By Tonderayi Mukeredzi

HARARE, June 26 (Thomson Reuters Foundation) - With increasingly extreme weather taking a toll on farming and incomes, Zimbabwe has released a trio of climate change policies designed to make the country more resistant to climate pressures and help it meet its international carbon-cutting pledges.

The Child Friendly Climate Policy is designed to educate school children about climate change and promote climate-friendly practices, such as protection of forests and wetlands and broader use of low-emissions technologies.

A new Climate Smart Agriculture Policy, meanwhile, focuses on ensuring farmers and agricultural advisers adopt climate-hardy farming practices.

And the country's first overall National Climate Policy aims to help Zimbabwe put in place the legal structures needed to guide businesses on becoming greener to meet its emissions-cutting promises under the international Paris Agreement, said Washington Zhakata, climate change management director in the Ministry of Environment, Climate and Water.

"The National Climate Policy is the first step towards achieving this," he told the Thomson Reuters Foundation in an interview.

ADAPTING TO LESS WATER

Tirivanhu Muhwati, a climate scientist with the Ministry of Environment, Climate and Water, said the national policy will also focus heavily on adaptation to climate pressures, as most of the country's communities are rural and depend on agriculture even as droughts intensify.

"The policy has a thrust towards promoting adaptation because, as a developing country, our scope for mitigation or reducing emissions is limited because we are not all that industrialised compared to the developed world," he said.

Approximately 80 percent of Zimbabwe's rural people depend on rainfed agriculture for a living, making them highly vulnerable to more extreme weather associated with climate change, said Environment, Water and Climate Minister Oppah Muchinguri Kashiri, at the launch of the policies this month.

According to the country's submissions to the United Nations Framework Convention on Climate Change, most of Zimbabwe's climate-changing emissions come from burning fossil fuels for energy, from agricultural production, and from waste handling and industrial processes.

# [REQUEST 1]
Answer these questions about the article on Zimbabwe's climate policies:
(a) Which policy is meant to educate school children about climate change?
(b) What share of Zimbabwe's rural people depend on rainfed agriculture for a living, according to the minister?
(c) Who is the climate change management director in the Ministry of Environment, Climate and Water?
# [REQUEST 2]
Return the passage of the article on Zimbabwe's climate policies word for word, starting with "A new Climate" and going on through "Climate and Water.".

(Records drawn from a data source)
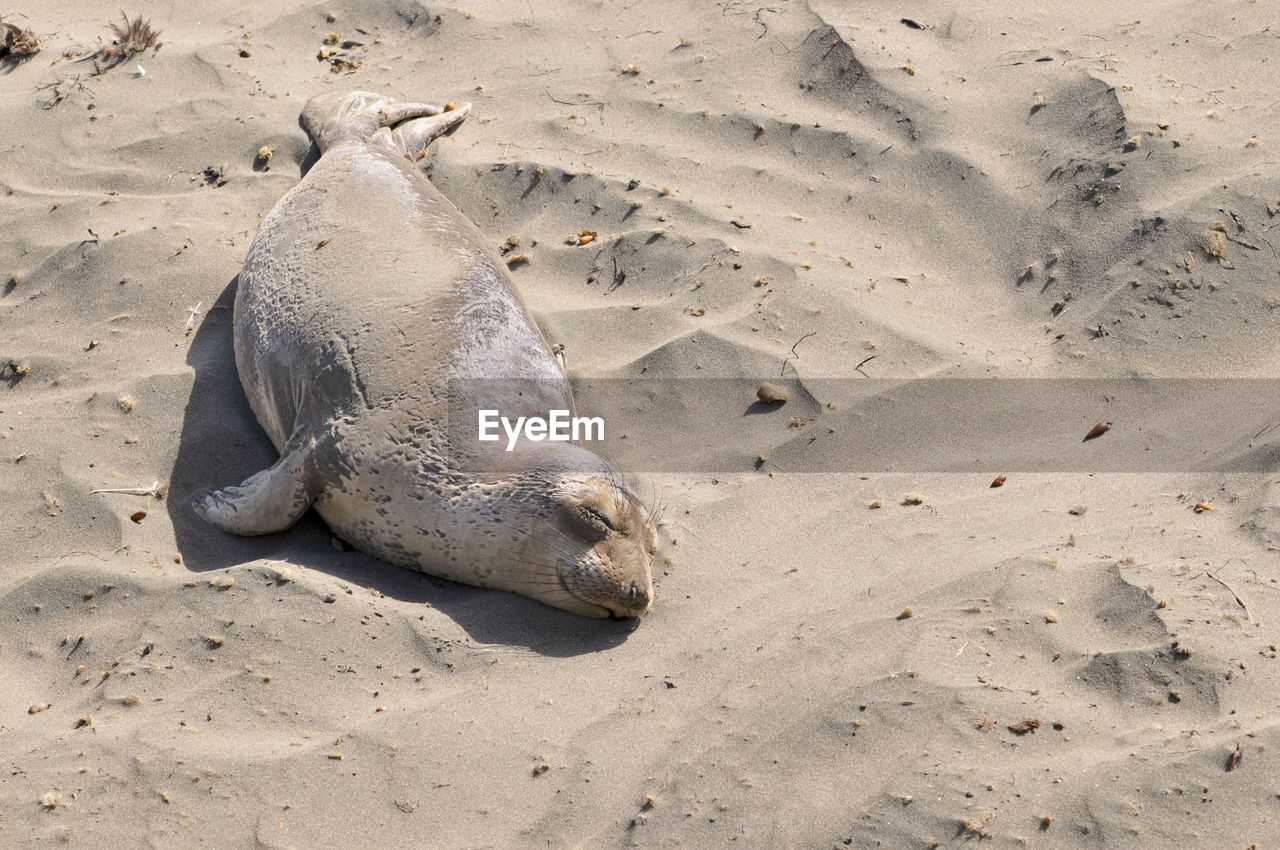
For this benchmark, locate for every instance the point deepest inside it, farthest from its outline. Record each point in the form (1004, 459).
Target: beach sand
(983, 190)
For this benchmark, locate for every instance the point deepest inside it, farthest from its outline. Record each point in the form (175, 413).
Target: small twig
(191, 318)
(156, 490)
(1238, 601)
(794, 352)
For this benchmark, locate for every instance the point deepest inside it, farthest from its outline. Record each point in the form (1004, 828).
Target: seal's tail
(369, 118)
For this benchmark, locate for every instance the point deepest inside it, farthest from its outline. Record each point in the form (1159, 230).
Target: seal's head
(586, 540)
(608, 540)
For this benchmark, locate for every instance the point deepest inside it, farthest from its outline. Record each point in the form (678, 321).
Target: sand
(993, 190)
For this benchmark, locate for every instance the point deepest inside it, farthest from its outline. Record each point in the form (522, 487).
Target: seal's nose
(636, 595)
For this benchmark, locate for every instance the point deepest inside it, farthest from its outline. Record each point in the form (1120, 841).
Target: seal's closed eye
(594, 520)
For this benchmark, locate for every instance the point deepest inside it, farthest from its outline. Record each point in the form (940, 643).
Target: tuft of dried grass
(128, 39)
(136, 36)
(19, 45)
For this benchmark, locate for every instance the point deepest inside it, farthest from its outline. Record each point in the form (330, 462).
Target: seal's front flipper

# [RIGHT ANSWER 1]
(a) The Child Friendly Climate Policy.
(b) Approximately 80 percent.
(c) Washington Zhakata.

# [RIGHT ANSWER 2]
A new Climate Smart Agriculture Policy, meanwhile, focuses on ensuring farmers and agricultural advisers adopt climate-hardy farming practices.

And the country's first overall National Climate Policy aims to help Zimbabwe put in place the legal structures needed to guide businesses on becoming greener to meet its emissions-cutting promises under the international Paris Agreement, said Washington Zhakata, climate change management director in the Ministry of Environment, Climate and Water.